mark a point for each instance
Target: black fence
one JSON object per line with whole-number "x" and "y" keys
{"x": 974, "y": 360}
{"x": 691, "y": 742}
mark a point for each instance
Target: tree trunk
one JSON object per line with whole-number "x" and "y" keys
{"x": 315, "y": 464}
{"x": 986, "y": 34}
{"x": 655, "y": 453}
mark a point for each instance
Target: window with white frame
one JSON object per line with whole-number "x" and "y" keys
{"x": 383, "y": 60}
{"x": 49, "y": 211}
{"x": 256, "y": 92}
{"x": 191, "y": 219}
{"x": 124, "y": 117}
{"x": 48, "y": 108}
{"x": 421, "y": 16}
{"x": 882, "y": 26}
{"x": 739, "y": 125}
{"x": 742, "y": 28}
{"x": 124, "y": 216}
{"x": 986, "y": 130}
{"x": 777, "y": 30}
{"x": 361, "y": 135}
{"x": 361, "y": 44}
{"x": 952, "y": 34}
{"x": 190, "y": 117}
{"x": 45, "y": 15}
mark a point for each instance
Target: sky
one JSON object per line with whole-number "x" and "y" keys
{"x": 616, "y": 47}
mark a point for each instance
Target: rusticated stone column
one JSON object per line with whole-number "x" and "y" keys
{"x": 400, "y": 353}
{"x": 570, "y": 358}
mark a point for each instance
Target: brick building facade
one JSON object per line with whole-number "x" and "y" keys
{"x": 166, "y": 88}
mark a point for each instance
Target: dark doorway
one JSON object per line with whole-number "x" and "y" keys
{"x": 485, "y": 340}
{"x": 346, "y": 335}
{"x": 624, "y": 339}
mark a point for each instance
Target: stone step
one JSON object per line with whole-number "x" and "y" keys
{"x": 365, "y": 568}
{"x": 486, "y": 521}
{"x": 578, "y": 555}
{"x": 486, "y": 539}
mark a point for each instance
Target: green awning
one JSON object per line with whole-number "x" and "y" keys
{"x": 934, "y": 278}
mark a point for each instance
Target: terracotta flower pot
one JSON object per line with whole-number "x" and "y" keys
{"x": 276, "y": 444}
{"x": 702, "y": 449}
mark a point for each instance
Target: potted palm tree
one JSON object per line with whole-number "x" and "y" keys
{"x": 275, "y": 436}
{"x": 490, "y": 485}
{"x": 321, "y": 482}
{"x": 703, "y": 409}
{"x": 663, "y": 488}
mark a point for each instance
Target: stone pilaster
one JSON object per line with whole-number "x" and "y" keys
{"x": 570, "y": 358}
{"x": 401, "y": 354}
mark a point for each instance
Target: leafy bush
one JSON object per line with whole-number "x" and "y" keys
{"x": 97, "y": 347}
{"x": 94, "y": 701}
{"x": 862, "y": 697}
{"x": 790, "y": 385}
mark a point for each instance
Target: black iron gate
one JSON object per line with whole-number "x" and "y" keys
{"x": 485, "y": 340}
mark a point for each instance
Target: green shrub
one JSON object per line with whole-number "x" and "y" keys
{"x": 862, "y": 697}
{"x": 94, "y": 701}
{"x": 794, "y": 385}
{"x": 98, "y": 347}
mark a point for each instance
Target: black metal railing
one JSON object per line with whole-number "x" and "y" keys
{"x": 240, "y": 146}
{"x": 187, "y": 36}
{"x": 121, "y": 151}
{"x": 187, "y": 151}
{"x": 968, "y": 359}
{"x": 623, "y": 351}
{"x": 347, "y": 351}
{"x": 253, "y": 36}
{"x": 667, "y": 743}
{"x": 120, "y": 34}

*-*-*

Task brief - Copy out the whole listing exactly.

Final result -
mark a point for each instance
Target: black fence
one JSON object per line with whole-number "x" and "y" keys
{"x": 974, "y": 360}
{"x": 691, "y": 742}
mark a point for each instance
Target: tree trunk
one JSON object per line with whole-number "x" and "y" keys
{"x": 315, "y": 464}
{"x": 986, "y": 34}
{"x": 655, "y": 453}
mark a point for each instance
Target: window with white frame
one JSON object per line with whole-number "x" and "y" keys
{"x": 383, "y": 60}
{"x": 49, "y": 211}
{"x": 256, "y": 92}
{"x": 191, "y": 219}
{"x": 124, "y": 117}
{"x": 48, "y": 108}
{"x": 421, "y": 16}
{"x": 882, "y": 26}
{"x": 739, "y": 125}
{"x": 742, "y": 28}
{"x": 124, "y": 216}
{"x": 986, "y": 130}
{"x": 777, "y": 30}
{"x": 361, "y": 135}
{"x": 361, "y": 44}
{"x": 952, "y": 34}
{"x": 190, "y": 117}
{"x": 45, "y": 15}
mark a point for each instance
Target: sky
one JSON object per line with whole-number "x" and "y" keys
{"x": 616, "y": 47}
mark a point for each instance
Target: rusticated stone column
one JSON object per line with whole-number "x" and "y" keys
{"x": 400, "y": 353}
{"x": 570, "y": 358}
mark a point for each instance
Target: brick building facade
one JSON object per line with whole-number "x" and "y" keys
{"x": 166, "y": 88}
mark a point for each instance
Target: dark doorway
one JSON object per line with whole-number "x" and "y" keys
{"x": 485, "y": 340}
{"x": 346, "y": 335}
{"x": 624, "y": 339}
mark a point for each instance
Target: stone step
one JSON object per line with whole-number "x" and "y" keys
{"x": 365, "y": 568}
{"x": 486, "y": 521}
{"x": 578, "y": 555}
{"x": 486, "y": 539}
mark a point for each instance
Target: green awning
one JSON object per line with whole-number "x" and "y" keys
{"x": 934, "y": 278}
mark a point for each instance
Target: terracotta flower pot
one JSON object per line with whole-number "x" and "y" keys
{"x": 276, "y": 444}
{"x": 702, "y": 449}
mark a point for each instance
Target: potted palm tree
one JSON object per line with whole-number "x" and "y" keys
{"x": 275, "y": 436}
{"x": 490, "y": 485}
{"x": 321, "y": 482}
{"x": 703, "y": 409}
{"x": 663, "y": 488}
mark a point for each instance
Target: stone pilaster
one JSON object per line with whole-number "x" and "y" keys
{"x": 570, "y": 358}
{"x": 401, "y": 354}
mark a point for each instance
Target: leafy bush
one JSON object per line with whole-number "x" and "y" keys
{"x": 97, "y": 347}
{"x": 94, "y": 701}
{"x": 862, "y": 697}
{"x": 790, "y": 385}
mark a point for each instance
Target: black iron gate
one JSON object per line with whole-number "x" and "y" keys
{"x": 485, "y": 340}
mark a point for each instance
Target: green shrub
one JSON object per line with whole-number "x" and "y" keys
{"x": 862, "y": 697}
{"x": 94, "y": 701}
{"x": 794, "y": 385}
{"x": 98, "y": 347}
mark a point for each instance
Target: black metal railing
one JSON object per line with whole-number "x" and "y" keys
{"x": 240, "y": 146}
{"x": 187, "y": 36}
{"x": 121, "y": 151}
{"x": 187, "y": 151}
{"x": 968, "y": 359}
{"x": 623, "y": 351}
{"x": 347, "y": 351}
{"x": 253, "y": 36}
{"x": 667, "y": 743}
{"x": 120, "y": 34}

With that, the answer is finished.